↓

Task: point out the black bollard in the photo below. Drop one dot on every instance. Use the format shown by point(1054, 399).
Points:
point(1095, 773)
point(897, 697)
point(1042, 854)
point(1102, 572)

↑

Write the records out again so that each one matches the original exactly.

- Written response:
Task: point out the black bollard in the photo below. Drop one dot on every instance. Use the format shown by point(1054, 399).
Points:
point(1095, 773)
point(897, 697)
point(1042, 854)
point(1102, 572)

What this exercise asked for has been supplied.